Data lines:
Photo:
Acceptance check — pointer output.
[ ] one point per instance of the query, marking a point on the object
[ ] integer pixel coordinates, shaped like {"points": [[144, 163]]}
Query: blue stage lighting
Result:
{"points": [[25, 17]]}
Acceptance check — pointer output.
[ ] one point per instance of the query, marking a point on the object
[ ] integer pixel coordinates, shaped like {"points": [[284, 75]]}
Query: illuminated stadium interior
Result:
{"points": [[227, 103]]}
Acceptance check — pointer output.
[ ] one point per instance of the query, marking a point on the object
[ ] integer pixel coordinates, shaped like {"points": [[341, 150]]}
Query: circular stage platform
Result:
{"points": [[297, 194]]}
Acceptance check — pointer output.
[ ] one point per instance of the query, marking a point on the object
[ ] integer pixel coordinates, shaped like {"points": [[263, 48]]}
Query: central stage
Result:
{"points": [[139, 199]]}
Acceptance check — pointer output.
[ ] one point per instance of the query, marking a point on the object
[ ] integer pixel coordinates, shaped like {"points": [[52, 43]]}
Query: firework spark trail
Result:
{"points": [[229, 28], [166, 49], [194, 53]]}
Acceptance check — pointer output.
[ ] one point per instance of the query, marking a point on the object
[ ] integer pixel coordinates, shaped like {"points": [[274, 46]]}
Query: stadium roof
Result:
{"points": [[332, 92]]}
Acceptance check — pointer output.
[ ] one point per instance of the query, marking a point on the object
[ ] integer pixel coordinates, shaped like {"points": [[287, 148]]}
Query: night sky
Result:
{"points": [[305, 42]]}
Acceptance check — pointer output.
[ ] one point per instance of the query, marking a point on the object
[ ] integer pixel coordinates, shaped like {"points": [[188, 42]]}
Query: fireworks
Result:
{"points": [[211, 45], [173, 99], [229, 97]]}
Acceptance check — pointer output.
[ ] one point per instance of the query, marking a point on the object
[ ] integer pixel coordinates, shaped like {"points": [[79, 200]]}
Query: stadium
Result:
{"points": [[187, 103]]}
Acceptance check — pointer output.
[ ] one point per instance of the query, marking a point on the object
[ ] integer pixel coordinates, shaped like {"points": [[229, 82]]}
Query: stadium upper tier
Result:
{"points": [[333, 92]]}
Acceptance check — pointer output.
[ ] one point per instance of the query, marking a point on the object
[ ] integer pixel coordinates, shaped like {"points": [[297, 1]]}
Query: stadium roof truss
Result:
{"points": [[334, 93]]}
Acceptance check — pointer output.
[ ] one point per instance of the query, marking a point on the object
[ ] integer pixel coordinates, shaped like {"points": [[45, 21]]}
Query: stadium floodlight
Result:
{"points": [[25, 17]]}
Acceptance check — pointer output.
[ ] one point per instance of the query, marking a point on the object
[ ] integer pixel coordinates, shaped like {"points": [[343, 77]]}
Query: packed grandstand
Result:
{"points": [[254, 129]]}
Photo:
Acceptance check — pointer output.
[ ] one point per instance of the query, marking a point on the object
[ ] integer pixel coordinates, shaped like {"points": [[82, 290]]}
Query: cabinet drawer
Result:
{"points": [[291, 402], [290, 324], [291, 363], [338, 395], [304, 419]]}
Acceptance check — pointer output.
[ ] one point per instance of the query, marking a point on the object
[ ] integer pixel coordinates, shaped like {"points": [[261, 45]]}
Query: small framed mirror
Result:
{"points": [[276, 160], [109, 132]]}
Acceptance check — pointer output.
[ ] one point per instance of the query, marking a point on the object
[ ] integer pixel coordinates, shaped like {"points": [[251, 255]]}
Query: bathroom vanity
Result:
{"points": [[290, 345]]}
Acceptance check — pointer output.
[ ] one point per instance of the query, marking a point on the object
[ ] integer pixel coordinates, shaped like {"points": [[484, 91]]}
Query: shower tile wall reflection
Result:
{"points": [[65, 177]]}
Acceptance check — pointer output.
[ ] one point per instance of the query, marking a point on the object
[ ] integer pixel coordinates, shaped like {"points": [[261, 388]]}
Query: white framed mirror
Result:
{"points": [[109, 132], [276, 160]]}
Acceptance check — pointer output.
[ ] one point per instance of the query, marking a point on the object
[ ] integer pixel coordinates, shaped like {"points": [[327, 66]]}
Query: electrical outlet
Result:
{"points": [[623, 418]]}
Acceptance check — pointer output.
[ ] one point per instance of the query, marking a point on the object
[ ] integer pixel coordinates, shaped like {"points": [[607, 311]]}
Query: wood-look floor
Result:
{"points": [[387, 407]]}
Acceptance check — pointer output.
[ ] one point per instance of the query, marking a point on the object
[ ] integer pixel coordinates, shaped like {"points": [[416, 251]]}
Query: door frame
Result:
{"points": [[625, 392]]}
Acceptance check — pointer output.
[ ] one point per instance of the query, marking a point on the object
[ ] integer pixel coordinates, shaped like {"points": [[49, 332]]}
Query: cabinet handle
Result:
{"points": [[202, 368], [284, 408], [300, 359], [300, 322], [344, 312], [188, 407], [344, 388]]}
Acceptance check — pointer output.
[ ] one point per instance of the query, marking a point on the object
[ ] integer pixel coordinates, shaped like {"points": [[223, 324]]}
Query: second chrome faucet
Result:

Task goal: Copy every record exactly as presented.

The result:
Photo:
Acceptance check — pointer output.
[ ] one point per instance of the query, marking a point on the object
[ ] integer pixel coordinates, shaped like {"points": [[144, 163]]}
Query: blue stage lighting
Result:
{"points": [[25, 17]]}
Acceptance check — pointer output.
[ ] one point per instance of the query, marking a point on the object
[ ] integer pixel coordinates, shaped like {"points": [[284, 75]]}
Query: illuminated stadium interior
Result:
{"points": [[227, 103]]}
Acceptance check — pointer output.
[ ] one point per instance of the query, marking a point on the object
[ ] integer pixel coordinates, shaped like {"points": [[341, 150]]}
Query: circular stage platform
Result:
{"points": [[297, 194]]}
Acceptance check — pointer output.
[ ] one point per instance of the query, marking a point on the object
[ ] integer pixel coordinates, shaped like {"points": [[263, 48]]}
Query: central stage
Result:
{"points": [[139, 199]]}
Acceptance check — pointer output.
[ ] one point per instance of the query, marking a point on the object
[ ] integer pixel coordinates, shaped like {"points": [[52, 43]]}
Query: firework spark trail
Result:
{"points": [[229, 28], [166, 49], [194, 53]]}
Acceptance check — pointer output.
[ ] one point per instance of the query, marking a point on the object
[ ] integer pixel coordinates, shaped like {"points": [[274, 46]]}
Query: stadium roof
Result:
{"points": [[332, 92]]}
Acceptance check — pointer output.
[ ] one point per instance of the query, marking a point on the object
[ ] integer pixel coordinates, shaped like {"points": [[287, 148]]}
Query: night sky
Result:
{"points": [[305, 42]]}
Acceptance check — pointer output.
[ ] one point per instance of the query, marking a point on the object
[ ] integer pixel coordinates, shaped like {"points": [[188, 42]]}
Query: fireworks
Result:
{"points": [[211, 45], [173, 99], [229, 97]]}
Acceptance check — pointer output.
[ ] one point per instance of the query, marking a point on the object
[ ] integer pixel coordinates, shaped like {"points": [[79, 200]]}
Query: stadium
Result:
{"points": [[187, 103]]}
Acceptance check — pointer output.
[ ] one point per instance of the query, marking a point on the object
[ ] integer pixel coordinates, shaped like {"points": [[229, 82]]}
Query: stadium upper tier
Result:
{"points": [[333, 92]]}
Acceptance check — pointer output.
[ ] one point per instance of the query, marking a point on the object
[ ] integer pixel coordinates, shaped like {"points": [[297, 1]]}
Query: stadium roof truss
Result:
{"points": [[334, 93]]}
Acceptance check — pointer output.
[ ] one point per instance of the query, marking a point on the object
[ ] integer pixel coordinates, shaped like {"points": [[45, 21]]}
Query: stadium floodlight
Result:
{"points": [[25, 17]]}
Acceptance check — pointer output.
[ ] one point per instance of the query, marking a point on the object
[ ] integer pixel coordinates, shaped like {"points": [[343, 77]]}
Query: packed grandstand
Result:
{"points": [[254, 129]]}
Photo:
Acceptance check — pointer output.
[ ] one point per instance of the query, marking a point on the object
[ ] integer pixel coordinates, shaped like {"points": [[82, 290]]}
Query: cabinet drawer
Result:
{"points": [[291, 402], [290, 324], [291, 363], [338, 395], [304, 419]]}
Acceptance check — pointer output.
[ ] one point per instance of the query, marking a point on the object
[ ] integer pixel coordinates, shaped like {"points": [[261, 45]]}
Query: small framed mirror
Result:
{"points": [[276, 160], [109, 132]]}
Acceptance check — pointer output.
[ ] one point per instance of the query, marking a point on the object
[ ] integer pixel coordinates, shaped like {"points": [[251, 255]]}
Query: bathroom vanity
Result:
{"points": [[290, 345]]}
Acceptance check — pointer output.
[ ] one point per instance of the query, marking a point on the object
[ ] integer pixel coordinates, shaped like {"points": [[484, 91]]}
Query: shower tile wall reflection
Result:
{"points": [[65, 177]]}
Acceptance check — pointer output.
[ ] one point per instance of the query, marking a point on the object
[ ] integer pixel coordinates, shaped like {"points": [[261, 388]]}
Query: white framed mirror
Result:
{"points": [[109, 132], [276, 160]]}
Acceptance check — pointer output.
[ ] one point per instance of the query, marking a point on the object
[ ] integer pixel coordinates, shaped like {"points": [[327, 66]]}
Query: electrical outlet
Result:
{"points": [[623, 418]]}
Acceptance check — pointer output.
[ ] one point per instance of the query, marking a point on the object
[ ] integer pixel coordinates, shaped like {"points": [[607, 311]]}
Query: wood-look floor
Result:
{"points": [[387, 407]]}
Acceptance check — pointer output.
[ ] one point per instance of the query, marking a point on the object
[ ] integer pixel coordinates, shaped like {"points": [[416, 251]]}
Query: door frame
Result:
{"points": [[625, 392]]}
Acceptance check — pointer output.
[ ] one point per instance of the query, marking a point on the object
[ ] integer pixel coordinates, shaped like {"points": [[49, 332]]}
Query: cabinet handle
Result:
{"points": [[202, 368], [284, 408], [300, 359], [300, 322], [344, 312], [188, 407], [344, 388]]}
Acceptance check — pointer output.
[ ] one point per instance of the query, marking a point on the object
[ ] integer pixel coordinates, shaped like {"points": [[223, 324]]}
Query: second chrome faucet
Result:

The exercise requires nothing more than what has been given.